▸ **OBJECTIVE 1**: Reproduce the network monitor analysis text word for word, in full.

▸ **EXTRACTED TEXT**:
#####
# Network Monitor Analysis

Explore ping and speedtest data from the SQLite databases under `../data/`. The notebook loads every `*.db` file in that folder so you can compare multiple runs, visualize outages, and spot differences between data sets.

In [None]:
from pathlib import Path
import sqlite3
import itertools
import numpy as np
import pandas as pd
import matplotlib.pyplot as plt

plt.style.use("seaborn-v0_8-darkgrid")

try:
    from scipy import stats  # optional, used for t-tests
except ImportError:
    stats = None

# Locate project root so the notebook works whether launched from repo root or notebooks/
PROJECT_ROOT = Path.cwd().resolve()
if not (PROJECT_ROOT / "data").exists() and (PROJECT_ROOT.parent / "data").exists():
    PROJECT_ROOT = PROJECT_ROOT.parent

DATA_DIR = PROJECT_ROOT / "data"
DB_PATHS = sorted(DATA_DIR.glob("*.db"))
#####
▸ **OBJECTIVE 2**: Quote the records from the line that contains "target: cabinet door" through the very last line of the records, and nothing else.

▸ **Records**:
#####
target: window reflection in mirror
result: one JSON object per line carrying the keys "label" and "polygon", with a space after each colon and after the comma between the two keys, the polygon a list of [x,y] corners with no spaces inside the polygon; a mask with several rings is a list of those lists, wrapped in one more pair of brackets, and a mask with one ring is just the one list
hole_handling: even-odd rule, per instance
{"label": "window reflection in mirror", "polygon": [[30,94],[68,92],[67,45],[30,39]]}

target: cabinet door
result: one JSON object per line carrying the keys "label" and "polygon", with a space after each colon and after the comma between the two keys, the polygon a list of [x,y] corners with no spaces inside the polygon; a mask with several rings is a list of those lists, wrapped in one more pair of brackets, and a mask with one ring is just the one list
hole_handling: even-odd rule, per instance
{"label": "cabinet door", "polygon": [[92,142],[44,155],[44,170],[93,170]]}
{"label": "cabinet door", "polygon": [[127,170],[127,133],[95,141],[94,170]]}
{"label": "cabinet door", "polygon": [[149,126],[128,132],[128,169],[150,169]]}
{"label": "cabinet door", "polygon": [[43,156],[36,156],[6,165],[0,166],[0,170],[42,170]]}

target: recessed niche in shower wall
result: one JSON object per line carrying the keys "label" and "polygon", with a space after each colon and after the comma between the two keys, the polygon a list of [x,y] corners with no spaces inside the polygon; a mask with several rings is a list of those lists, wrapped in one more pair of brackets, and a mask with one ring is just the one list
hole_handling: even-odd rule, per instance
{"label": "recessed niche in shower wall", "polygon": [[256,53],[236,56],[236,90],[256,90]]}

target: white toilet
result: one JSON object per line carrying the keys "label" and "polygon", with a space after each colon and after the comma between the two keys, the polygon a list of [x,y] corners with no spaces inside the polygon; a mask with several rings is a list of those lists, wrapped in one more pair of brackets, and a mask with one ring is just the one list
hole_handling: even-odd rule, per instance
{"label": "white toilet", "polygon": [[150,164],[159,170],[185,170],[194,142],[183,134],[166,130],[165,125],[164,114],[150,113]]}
#####
▸ **ANSWER 1**:
# Network Monitor Analysis

Explore ping and speedtest data from the SQLite databases under `../data/`. The notebook loads every `*.db` file in that folder so you can compare multiple runs, visualize outages, and spot differences between data sets.

In [None]:
from pathlib import Path
import sqlite3
import itertools
import numpy as np
import pandas as pd
import matplotlib.pyplot as plt

plt.style.use("seaborn-v0_8-darkgrid")

try:
    from scipy import stats  # optional, used for t-tests
except ImportError:
    stats = None

# Locate project root so the notebook works whether launched from repo root or notebooks/
PROJECT_ROOT = Path.cwd().resolve()
if not (PROJECT_ROOT / "data").exists() and (PROJECT_ROOT.parent / "data").exists():
    PROJECT_ROOT = PROJECT_ROOT.parent

DATA_DIR = PROJECT_ROOT / "data"
DB_PATHS = sorted(DATA_DIR.glob("*.db"))

▸ **ANSWER 2**:
target: cabinet door
result: one JSON object per line carrying the keys "label" and "polygon", with a space after each colon and after the comma between the two keys, the polygon a list of [x,y] corners with no spaces inside the polygon; a mask with several rings is a list of those lists, wrapped in one more pair of brackets, and a mask with one ring is just the one list
hole_handling: even-odd rule, per instance
{"label": "cabinet door", "polygon": [[92,142],[44,155],[44,170],[93,170]]}
{"label": "cabinet door", "polygon": [[127,170],[127,133],[95,141],[94,170]]}
{"label": "cabinet door", "polygon": [[149,126],[128,132],[128,169],[150,169]]}
{"label": "cabinet door", "polygon": [[43,156],[36,156],[6,165],[0,166],[0,170],[42,170]]}

target: recessed niche in shower wall
result: one JSON object per line carrying the keys "label" and "polygon", with a space after each colon and after the comma between the two keys, the polygon a list of [x,y] corners with no spaces inside the polygon; a mask with several rings is a list of those lists, wrapped in one more pair of brackets, and a mask with one ring is just the one list
hole_handling: even-odd rule, per instance
{"label": "recessed niche in shower wall", "polygon": [[256,53],[236,56],[236,90],[256,90]]}

target: white toilet
result: one JSON object per line carrying the keys "label" and "polygon", with a space after each colon and after the comma between the two keys, the polygon a list of [x,y] corners with no spaces inside the polygon; a mask with several rings is a list of those lists, wrapped in one more pair of brackets, and a mask with one ring is just the one list
hole_handling: even-odd rule, per instance
{"label": "white toilet", "polygon": [[150,164],[159,170],[185,170],[194,142],[183,134],[166,130],[165,125],[164,114],[150,113]]}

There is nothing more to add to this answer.